**Activity**
Word for word, transcribe the lines from the one containing "Target: green plant leaf" through the end of the entries, both included, and nothing else.

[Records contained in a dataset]
■ ■ ■ ■ ■ ■ ■

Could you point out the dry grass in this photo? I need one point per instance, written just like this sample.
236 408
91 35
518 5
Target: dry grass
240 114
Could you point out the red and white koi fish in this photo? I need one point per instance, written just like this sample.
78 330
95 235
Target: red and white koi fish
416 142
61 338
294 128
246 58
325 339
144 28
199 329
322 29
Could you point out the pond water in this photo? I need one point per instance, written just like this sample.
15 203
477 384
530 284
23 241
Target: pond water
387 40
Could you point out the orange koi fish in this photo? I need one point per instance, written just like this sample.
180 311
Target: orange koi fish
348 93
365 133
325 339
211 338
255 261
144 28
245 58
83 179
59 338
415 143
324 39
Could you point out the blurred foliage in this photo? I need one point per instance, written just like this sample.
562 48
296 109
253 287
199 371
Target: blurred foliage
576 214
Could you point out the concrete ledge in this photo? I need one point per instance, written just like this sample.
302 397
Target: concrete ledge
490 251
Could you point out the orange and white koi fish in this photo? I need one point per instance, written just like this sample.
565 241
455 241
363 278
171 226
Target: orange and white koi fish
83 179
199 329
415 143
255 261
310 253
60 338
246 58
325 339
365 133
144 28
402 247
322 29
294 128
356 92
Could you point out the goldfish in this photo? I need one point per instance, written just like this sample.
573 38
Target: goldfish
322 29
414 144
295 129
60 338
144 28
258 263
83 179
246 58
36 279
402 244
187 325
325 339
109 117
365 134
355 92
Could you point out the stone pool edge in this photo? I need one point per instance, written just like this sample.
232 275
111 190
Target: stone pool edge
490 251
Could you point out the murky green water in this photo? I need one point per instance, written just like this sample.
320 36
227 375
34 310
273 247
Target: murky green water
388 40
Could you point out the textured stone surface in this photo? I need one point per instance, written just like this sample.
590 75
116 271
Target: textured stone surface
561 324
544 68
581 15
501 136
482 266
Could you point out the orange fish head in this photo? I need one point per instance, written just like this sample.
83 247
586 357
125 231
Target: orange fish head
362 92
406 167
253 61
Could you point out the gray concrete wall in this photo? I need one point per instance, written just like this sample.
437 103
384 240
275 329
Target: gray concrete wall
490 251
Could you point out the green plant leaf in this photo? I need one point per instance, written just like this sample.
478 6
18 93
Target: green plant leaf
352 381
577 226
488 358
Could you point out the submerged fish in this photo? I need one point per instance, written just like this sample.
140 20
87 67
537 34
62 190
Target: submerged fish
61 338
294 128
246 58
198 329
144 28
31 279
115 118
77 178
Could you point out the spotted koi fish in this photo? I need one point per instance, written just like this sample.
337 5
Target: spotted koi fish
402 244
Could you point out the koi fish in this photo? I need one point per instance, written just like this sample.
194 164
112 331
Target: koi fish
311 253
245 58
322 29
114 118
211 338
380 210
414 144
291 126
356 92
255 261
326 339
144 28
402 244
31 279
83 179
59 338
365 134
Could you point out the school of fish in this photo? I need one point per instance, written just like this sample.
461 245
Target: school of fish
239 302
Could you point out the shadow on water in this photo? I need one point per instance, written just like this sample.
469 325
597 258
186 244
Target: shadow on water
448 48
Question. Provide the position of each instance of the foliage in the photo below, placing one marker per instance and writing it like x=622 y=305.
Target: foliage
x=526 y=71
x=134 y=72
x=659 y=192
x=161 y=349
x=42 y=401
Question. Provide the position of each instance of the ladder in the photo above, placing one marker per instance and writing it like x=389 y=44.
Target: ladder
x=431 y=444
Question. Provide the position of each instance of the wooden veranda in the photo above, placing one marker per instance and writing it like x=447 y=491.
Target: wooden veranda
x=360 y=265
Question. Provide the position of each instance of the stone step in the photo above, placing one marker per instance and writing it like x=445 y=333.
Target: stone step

■ ■ ■ ■ ■ ■ ■

**Result below**
Target: green plant leaf
352 381
577 226
488 358
Could you point out the submerged fish in this photo? I need one point per instance, written just like this sample.
140 20
87 67
537 34
62 190
Target: submerged fish
61 338
294 128
246 58
198 329
144 28
31 279
115 118
77 178
Could you point out the spotted koi fish in this photo? I need one point per instance, written just like this sample.
337 5
Target: spotted koi fish
402 244
Could you point out the koi fish in this photo? I need one point per instance, written just like this sample.
194 164
112 331
Target: koi fish
311 253
245 58
322 29
114 118
211 338
380 210
414 144
291 126
356 92
255 261
326 339
144 28
402 244
31 279
83 179
59 338
365 134
Could you point out the school of fish in this photo? I need one point per instance, written just like this sample.
461 245
Target: school of fish
239 302
Could you point out the shadow on water in this photo? I need one point per instance, written just like this sample.
469 325
597 258
186 244
Target: shadow on water
448 48
Question. Provide the position of each instance of the foliage in the photo below, placing one marker per instance and writing it like x=622 y=305.
Target: foliage
x=526 y=71
x=134 y=72
x=659 y=192
x=161 y=349
x=42 y=401
Question. Provide the position of each instance of the ladder in the photo above, placing one marker per instance and writing it like x=389 y=44.
Target: ladder
x=431 y=444
Question. Provide the position of each instance of the wooden veranda in the photo above, placing one marker per instance and writing it like x=447 y=491.
Target: wooden veranda
x=360 y=265
Question. Provide the position of each instance of the stone step in the photo above, placing one marker per instance and writing it like x=445 y=333.
Target: stone step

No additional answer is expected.